» Aim of the task: Strip the pictures and reproduce the rest of the listing exactly.

» Information supplied:
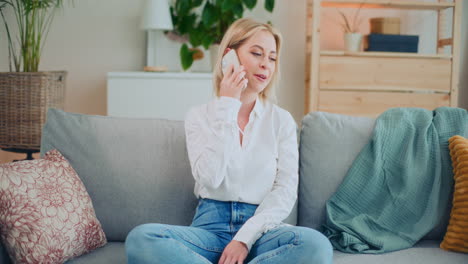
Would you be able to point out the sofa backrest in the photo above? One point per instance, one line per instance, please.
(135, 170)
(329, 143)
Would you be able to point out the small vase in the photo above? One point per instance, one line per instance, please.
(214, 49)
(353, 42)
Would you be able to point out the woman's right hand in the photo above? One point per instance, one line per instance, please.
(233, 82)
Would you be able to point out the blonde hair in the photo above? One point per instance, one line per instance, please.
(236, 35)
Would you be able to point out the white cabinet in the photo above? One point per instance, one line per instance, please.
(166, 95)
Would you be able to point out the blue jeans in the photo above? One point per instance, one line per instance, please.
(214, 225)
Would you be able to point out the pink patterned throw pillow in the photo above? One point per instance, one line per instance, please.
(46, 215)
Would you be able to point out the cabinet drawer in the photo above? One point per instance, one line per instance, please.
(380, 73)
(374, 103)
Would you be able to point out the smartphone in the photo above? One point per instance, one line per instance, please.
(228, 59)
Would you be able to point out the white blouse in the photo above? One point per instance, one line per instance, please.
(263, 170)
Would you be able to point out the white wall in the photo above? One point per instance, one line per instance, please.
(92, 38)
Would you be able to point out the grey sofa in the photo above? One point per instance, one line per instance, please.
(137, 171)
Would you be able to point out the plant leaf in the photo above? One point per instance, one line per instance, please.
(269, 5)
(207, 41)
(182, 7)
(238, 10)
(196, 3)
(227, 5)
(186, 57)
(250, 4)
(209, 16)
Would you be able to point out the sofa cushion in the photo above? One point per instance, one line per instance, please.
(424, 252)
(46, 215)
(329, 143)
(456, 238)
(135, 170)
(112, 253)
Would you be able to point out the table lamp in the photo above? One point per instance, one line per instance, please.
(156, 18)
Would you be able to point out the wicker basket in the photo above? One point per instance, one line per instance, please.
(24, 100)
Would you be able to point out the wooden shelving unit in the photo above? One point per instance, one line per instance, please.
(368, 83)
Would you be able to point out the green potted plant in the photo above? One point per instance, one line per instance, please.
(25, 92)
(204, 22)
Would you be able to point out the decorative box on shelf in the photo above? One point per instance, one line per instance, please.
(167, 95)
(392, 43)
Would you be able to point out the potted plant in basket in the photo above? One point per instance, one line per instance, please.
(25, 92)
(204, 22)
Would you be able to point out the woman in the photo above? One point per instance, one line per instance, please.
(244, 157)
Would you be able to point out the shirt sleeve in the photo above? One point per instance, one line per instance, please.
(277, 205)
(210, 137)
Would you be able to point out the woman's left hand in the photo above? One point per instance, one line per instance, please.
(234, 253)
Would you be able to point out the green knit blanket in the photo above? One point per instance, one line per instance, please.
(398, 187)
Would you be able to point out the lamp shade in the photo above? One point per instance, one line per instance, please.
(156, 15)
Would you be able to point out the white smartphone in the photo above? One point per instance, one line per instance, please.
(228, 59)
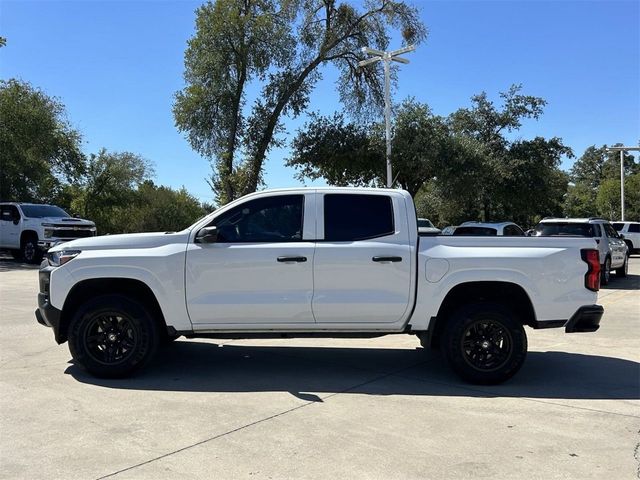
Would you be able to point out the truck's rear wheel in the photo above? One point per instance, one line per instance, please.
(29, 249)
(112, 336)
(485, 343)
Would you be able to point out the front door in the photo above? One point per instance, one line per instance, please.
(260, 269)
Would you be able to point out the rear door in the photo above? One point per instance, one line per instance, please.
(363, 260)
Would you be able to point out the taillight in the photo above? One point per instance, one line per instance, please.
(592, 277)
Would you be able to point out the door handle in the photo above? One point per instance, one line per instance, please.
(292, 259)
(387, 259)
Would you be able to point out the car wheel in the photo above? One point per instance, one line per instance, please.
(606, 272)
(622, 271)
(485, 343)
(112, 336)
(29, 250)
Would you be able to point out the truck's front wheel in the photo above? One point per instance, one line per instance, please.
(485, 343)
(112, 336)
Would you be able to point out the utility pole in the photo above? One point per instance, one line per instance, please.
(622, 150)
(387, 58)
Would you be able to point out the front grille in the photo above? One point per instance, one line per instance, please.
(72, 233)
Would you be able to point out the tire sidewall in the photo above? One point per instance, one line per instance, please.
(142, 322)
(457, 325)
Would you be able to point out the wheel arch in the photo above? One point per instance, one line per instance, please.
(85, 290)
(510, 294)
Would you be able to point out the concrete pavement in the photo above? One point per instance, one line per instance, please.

» Solved problem:
Would you be able to point out the sofa backrest in the photo above? One point per instance, one line per instance, please.
(135, 170)
(329, 143)
Would you be able to point out the small vase in the photo above? One point per instance, one line per instance, please.
(214, 49)
(353, 42)
Would you be able to point out the woman's right hand in the photo above? One point per instance, one line per instance, please.
(233, 82)
Would you be able to point out the blonde hair in the photo above? One point per instance, one line per instance, please.
(236, 35)
Would you be able to point out the white cabinet in the photo above? One point per instance, one line per instance, please.
(166, 95)
Would you be able to point out the blue jeans in the photo above? One point per instance, one line per instance, please.
(214, 225)
Would you be able to point out the pink patterned throw pillow in the photo above? One point per instance, one line per instance, please.
(46, 215)
Would you be able to point out the cabinet drawer in the photo above? One point per instance, one line per instance, please.
(380, 73)
(374, 103)
Would you be able to point out the smartphone in the photo above? One point per instance, one line per instance, please.
(228, 59)
Would you be able to point out the white blouse in the photo above? One point per instance, one line per instance, please.
(263, 170)
Would you be able to point out the white wall in the photo above? One point per instance, one line per instance, please.
(92, 38)
Would you be able to point out the grey sofa in the photo above? One point per instance, one line per instance, please.
(137, 171)
Would you be able to point out the plant leaf in the photo above? One point per instance, one line per instance, please.
(269, 5)
(207, 41)
(182, 7)
(238, 10)
(196, 3)
(227, 5)
(186, 57)
(250, 4)
(209, 16)
Would you be able to point out the sofa cushion in the photo above? One point per instance, one line per instance, please.
(424, 252)
(46, 215)
(329, 143)
(456, 238)
(135, 170)
(112, 253)
Would you be able to point out the table lamp in the photo above? One point per instance, one line per instance, please.
(156, 18)
Would you be able to point out the wicker basket in the photo above? One point per instance, one line per instance, please.
(24, 100)
Would you be able to point out the wooden shelving unit in the photo above? One point per instance, one line per instance, please.
(368, 83)
Would you be able to point out the green potted plant in the photo above? One point per instance, one line per instance, please.
(25, 92)
(204, 22)
Would you be able to point out the decorative box on shelf in the photo above? One point per instance, one line per instance, please.
(167, 95)
(392, 43)
Would you be able to point out the potted plant in basket in the photo above? One point per instance, one line per instance, please.
(25, 92)
(204, 22)
Would you be able to point out the woman in the photo above? One point per instance, one line per instance, please.
(244, 157)
Would you be able to point out the shirt sleeve in the photo above? One point per instance, one line per instance, please.
(277, 205)
(210, 137)
Would you be able to point out the woman's left hand in the photo above? One point per instance, one line per instance, please.
(234, 253)
Would you be able to point out the green knit blanket in the photo above? One point per instance, one line per instance, please.
(398, 187)
Would you be able to point out the lamp shade in the photo above? One point per instance, one line per instance, please.
(156, 15)
Would you be able to point out the white smartphone in the photo above? One point per instance, one line per instance, please.
(228, 59)
Would you be able to point out the truck's rear wheel in the photo above? One point per instance, one line per instance, please.
(29, 249)
(112, 336)
(485, 343)
Would you be able to point out the front door in the photo above? One point per instance, one line per instance, please.
(260, 269)
Would you be able to point out the rear door in the photo above? One point per instance, one line per instance, please.
(363, 260)
Would you be able to point out the taillight in the photo above? One point per instance, one line per instance, please.
(592, 277)
Would you be able to point out the door handle in the photo above? One point per instance, one line per instance, please.
(292, 259)
(387, 259)
Would you be able to point out the car wheel in the photo above? One point per instance, one line per instance, please.
(606, 272)
(622, 271)
(485, 343)
(112, 336)
(29, 250)
Would you be able to point out the truck's front wheel in the photo above? One point per instance, one line per instance, please.
(485, 343)
(112, 336)
Would you be able to point out the utility pole in the photo above? One point per instance, one line per instance, please.
(622, 150)
(387, 58)
Would you be able to point out the front grille in the photo above? One point per instance, one line per instance, please.
(72, 233)
Would you be able to point out the tire sidewall in the photo above? One point per instance, one line per instance, please.
(142, 322)
(457, 325)
Would you be able to point out the wheel arch in the photo above? One point per instance, one line per instance, please.
(85, 290)
(510, 294)
Would you be able to point out the concrete pavement in the photo above? One point per instance, one line per instance, please.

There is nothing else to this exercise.